[Data from a point labeling set]
— begin —
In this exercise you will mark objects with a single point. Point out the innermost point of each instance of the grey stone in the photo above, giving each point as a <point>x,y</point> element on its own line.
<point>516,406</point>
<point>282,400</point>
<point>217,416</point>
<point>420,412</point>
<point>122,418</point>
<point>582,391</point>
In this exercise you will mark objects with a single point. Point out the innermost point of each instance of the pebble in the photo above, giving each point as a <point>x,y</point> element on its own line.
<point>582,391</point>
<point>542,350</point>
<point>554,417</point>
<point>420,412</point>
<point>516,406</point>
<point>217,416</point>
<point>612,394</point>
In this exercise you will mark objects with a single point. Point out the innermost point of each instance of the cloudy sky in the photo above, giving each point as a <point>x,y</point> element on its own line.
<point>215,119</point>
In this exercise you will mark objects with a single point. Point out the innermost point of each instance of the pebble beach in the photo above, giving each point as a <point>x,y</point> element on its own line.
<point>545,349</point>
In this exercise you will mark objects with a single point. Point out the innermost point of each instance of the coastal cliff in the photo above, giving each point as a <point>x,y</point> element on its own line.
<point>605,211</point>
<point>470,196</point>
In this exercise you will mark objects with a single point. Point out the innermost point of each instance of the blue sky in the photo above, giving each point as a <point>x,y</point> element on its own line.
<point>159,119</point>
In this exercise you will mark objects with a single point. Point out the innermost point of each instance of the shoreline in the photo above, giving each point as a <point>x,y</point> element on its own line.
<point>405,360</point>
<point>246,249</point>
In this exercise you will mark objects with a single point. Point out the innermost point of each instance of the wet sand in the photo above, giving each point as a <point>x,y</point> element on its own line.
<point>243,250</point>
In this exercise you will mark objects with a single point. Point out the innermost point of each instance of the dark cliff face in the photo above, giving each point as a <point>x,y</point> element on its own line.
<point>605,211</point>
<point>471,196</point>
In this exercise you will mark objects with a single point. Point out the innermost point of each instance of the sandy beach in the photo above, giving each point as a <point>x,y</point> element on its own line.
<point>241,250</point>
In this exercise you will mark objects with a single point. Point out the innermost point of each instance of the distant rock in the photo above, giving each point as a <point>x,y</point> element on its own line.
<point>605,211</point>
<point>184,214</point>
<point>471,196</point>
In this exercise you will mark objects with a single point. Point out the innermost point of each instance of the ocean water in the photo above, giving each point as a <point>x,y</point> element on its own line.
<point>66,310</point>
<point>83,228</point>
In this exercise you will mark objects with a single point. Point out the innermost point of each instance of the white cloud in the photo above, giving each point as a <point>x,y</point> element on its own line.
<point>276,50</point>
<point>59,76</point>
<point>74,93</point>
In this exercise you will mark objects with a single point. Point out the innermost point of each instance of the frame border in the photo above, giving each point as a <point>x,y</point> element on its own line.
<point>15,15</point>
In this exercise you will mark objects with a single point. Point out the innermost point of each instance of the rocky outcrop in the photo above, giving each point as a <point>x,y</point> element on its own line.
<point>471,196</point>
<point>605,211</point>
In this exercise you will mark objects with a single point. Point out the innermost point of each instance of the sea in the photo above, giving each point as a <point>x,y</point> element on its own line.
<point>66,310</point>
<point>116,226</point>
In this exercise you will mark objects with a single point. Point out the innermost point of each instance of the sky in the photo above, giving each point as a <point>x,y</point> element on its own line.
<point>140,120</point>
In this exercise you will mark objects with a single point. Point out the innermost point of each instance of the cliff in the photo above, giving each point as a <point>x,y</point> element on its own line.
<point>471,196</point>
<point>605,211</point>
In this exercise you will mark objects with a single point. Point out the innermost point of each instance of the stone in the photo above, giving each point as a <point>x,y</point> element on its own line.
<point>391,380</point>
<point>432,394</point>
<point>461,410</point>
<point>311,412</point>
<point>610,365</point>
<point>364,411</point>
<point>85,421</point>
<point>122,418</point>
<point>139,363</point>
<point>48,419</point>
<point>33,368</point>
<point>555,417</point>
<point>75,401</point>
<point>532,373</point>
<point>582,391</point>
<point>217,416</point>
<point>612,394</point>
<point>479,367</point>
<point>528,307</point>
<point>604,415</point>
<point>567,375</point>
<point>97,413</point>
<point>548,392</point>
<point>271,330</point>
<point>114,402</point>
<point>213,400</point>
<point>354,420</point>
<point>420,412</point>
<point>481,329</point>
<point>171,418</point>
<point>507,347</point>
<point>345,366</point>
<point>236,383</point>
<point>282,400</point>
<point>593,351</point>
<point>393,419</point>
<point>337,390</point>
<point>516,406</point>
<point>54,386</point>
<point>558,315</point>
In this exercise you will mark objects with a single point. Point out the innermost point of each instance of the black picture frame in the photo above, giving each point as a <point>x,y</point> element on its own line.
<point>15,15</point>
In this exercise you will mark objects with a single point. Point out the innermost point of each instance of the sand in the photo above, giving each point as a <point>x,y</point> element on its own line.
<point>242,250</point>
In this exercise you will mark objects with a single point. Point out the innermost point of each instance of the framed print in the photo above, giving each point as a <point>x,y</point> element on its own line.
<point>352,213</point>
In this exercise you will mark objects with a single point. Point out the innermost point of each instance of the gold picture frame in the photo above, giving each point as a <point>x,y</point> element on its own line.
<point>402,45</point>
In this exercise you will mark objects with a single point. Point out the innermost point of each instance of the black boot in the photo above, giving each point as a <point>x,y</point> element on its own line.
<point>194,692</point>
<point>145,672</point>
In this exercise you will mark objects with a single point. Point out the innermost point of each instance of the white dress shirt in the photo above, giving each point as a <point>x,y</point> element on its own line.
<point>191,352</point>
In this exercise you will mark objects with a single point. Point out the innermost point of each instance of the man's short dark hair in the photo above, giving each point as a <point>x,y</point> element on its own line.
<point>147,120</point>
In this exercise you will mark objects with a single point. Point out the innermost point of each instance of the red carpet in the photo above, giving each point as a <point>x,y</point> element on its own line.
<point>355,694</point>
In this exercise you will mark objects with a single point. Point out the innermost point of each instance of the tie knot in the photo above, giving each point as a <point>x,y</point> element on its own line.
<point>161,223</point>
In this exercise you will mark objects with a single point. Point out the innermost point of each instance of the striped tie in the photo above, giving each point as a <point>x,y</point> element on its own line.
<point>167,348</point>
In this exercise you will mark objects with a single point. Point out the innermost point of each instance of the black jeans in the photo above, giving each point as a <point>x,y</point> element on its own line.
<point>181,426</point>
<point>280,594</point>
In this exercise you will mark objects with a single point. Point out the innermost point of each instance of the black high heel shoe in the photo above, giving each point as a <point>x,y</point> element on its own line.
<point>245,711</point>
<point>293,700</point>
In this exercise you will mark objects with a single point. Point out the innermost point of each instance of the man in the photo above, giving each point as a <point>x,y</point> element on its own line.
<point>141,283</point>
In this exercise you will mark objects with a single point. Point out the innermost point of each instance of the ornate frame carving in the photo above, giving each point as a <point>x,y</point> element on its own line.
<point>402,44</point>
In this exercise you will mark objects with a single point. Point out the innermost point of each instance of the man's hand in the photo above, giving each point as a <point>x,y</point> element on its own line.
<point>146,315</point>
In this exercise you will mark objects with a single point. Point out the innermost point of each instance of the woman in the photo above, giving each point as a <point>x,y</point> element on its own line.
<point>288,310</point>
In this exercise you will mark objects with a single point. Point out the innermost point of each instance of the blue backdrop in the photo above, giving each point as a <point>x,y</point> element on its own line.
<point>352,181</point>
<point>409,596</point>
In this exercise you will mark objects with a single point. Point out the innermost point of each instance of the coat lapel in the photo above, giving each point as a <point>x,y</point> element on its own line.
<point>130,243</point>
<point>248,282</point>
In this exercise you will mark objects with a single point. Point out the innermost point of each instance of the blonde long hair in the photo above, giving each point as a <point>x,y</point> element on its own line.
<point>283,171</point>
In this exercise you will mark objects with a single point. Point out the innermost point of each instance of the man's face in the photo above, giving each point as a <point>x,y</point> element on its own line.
— end —
▸ PROBLEM STATEMENT
Arrange everything from the line containing "of the woman" down to the end of the data as a Markdown table with the columns Row and Line. Number each line and leave out any blank lines.

▸ SOLUTION TO THE EXERCISE
| Row | Line |
|---|---|
| 1 | In this exercise you will mark objects with a single point. Point out the innermost point of each instance of the woman in the photo above, giving each point as a <point>x,y</point> element on its own line. |
| 2 | <point>288,310</point> |
| 3 | In this exercise you will mark objects with a single point. Point out the innermost point of each instance of the blue backdrop in the photo above, giving each point as a <point>x,y</point> element on its own line. |
| 4 | <point>352,181</point> |
| 5 | <point>409,596</point> |
| 6 | In this exercise you will mark objects with a single point. Point out the innermost point of each instance of the coat lapel in the photo above, giving each point as a <point>x,y</point> element on its own line. |
| 7 | <point>130,243</point> |
| 8 | <point>248,282</point> |
| 9 | In this exercise you will mark objects with a single point. Point out the innermost point of each instance of the blonde long hair in the photo above, giving each point as a <point>x,y</point> element on its own line. |
| 10 | <point>283,171</point> |
| 11 | In this exercise you will mark objects with a single point. Point out the innermost point of each instance of the man's face in the photo above, giving each point as a <point>x,y</point> element on its own line. |